• **Problems to work on**
A. In the article below on the Red Dawn remake, which forces invade the United States in the original 1984 film?
B. Using the article below on the Red Dawn remake, decide whether each statement agrees with it. Answer yes or no for each, and quote the words that settle it. (i) The remake is a $75 million movie from MGM. (ii) Tom Cruise stars in the remake. (iii) In the original film, the Wolverines are the resistance group's high school mascot.
BEGIN Extract provided
The Red Dawn Remake: The Return of the Red Scare?

By Jason Apuzzo. A $75 million movie from MGM about a Chinese communist invasion of the United States. A brazenly patriotic smack-down of Obama-era socialism.  Centering around an Afghanistan war vet.    Starring Tom Cruise’s son. Featuring music by Toby Keith. With a plot devised with help from the RAND Corporation.

A hard-core remake of Red Dawn.

I know what you’re thinking – because it’s what I’ve been thinking since I first heard details about all this several days ago.  This is all some sort of gag, right?  Hollywood doesn’t do this sort of thing.  This isn’t the 1980’s anymore.  Wake up!  This is the era of Avatar, of Fahrenheit 9/11, of Sean Penn hanging with the mullahs in Iran.  The communist Chinese aren’t our enemy – they’re our friends!  They make our TVs and T-shirts and disposable ink cartridges.  Our real enemies are American corporations, environmental polluters, and all those blonde chicks on Fox News.  Get your head in the game, Apuzzo.  You’re daydreaming again!

Apparently not.  Difficult as this is to believe, MGM is indeed now in post-production on what appears to be an extravagantly hardcore remake of John Milius’ 1984 film, Red Dawn.  Details of the project are starting to emerge from people who’ve read the script (see Latino Review’s synopsis of the plot here, or The Awl’s account here), and to say that the new film’s creators are ‘pulling no punches’ would be an understatement.  The new Red Dawn looks to be one of the most intensely anti-communist films since My Son John from 1952. Yet it’s set in the world of today.

First, let’s back up a bit.  If you’re not familiar with the original Red Dawna minor film in its day that’s become something of a cult classic – the film depicted an all-out invasion of the United States at the height of the Cold War by the combined forces of the Soviet Union and communist Cuba.  We never really see much of the invasion, however, or learn a great deal about its immediate provocation.  Almost the entirety of the film is spent following a spirited resistance group made up of high school kids played by then up-and-coming stars Patrick Swayze, Charlie Sheen, C. Thomas Howell, Lea Thompson and Jennifer Grey.  Basically, the kids get hold of some weapons, fight the Russkies in the Colorado hills, kick a lot of commie-Spetsnaz ass, and otherwise shout “Wolverines!” (their high school mascot) about every 5 minutes when they aren’t speeding away in a pickup truck.

Meet your liberator.
END Extract provided
BEGIN Information supplied
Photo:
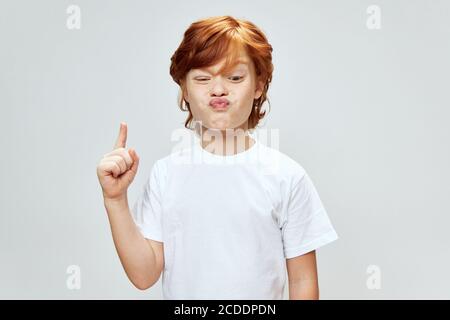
END Information supplied
• **Results of the exercise**
A. The combined forces of the Soviet Union and communist Cuba.

B.
(i) Yes: "A $75 million movie from MGM"
(ii) No: "Starring Tom Cruise’s son."
(iii) Yes: "“Wolverines!” (their high school mascot)"